**GIVEN PROBLEM**
Can you convert these lines into a Markdown table with two columns, n for the row number and Line for the text of each line, and leave out any blank lines?

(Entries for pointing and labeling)
# # #

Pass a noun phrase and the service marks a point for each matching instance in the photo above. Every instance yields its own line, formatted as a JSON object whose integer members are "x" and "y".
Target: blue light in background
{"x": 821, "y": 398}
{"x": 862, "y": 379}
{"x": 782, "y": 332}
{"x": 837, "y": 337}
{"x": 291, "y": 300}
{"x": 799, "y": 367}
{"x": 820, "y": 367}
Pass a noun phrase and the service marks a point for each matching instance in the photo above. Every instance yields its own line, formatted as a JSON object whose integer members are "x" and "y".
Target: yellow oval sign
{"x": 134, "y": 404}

# # #

**RESPONSE BELOW**
| n | Line |
|---|---|
| 1 | Pass a noun phrase and the service marks a point for each matching instance in the photo above. Every instance yields its own line, formatted as a JSON object whose integer members are "x" and "y". |
| 2 | Target: blue light in background |
| 3 | {"x": 821, "y": 398} |
| 4 | {"x": 862, "y": 379} |
| 5 | {"x": 782, "y": 332} |
| 6 | {"x": 837, "y": 337} |
| 7 | {"x": 291, "y": 300} |
| 8 | {"x": 799, "y": 367} |
| 9 | {"x": 820, "y": 367} |
| 10 | Pass a noun phrase and the service marks a point for each matching instance in the photo above. Every instance yields its own line, formatted as a JSON object whose integer members are "x" and "y". |
| 11 | Target: yellow oval sign |
| 12 | {"x": 134, "y": 404} |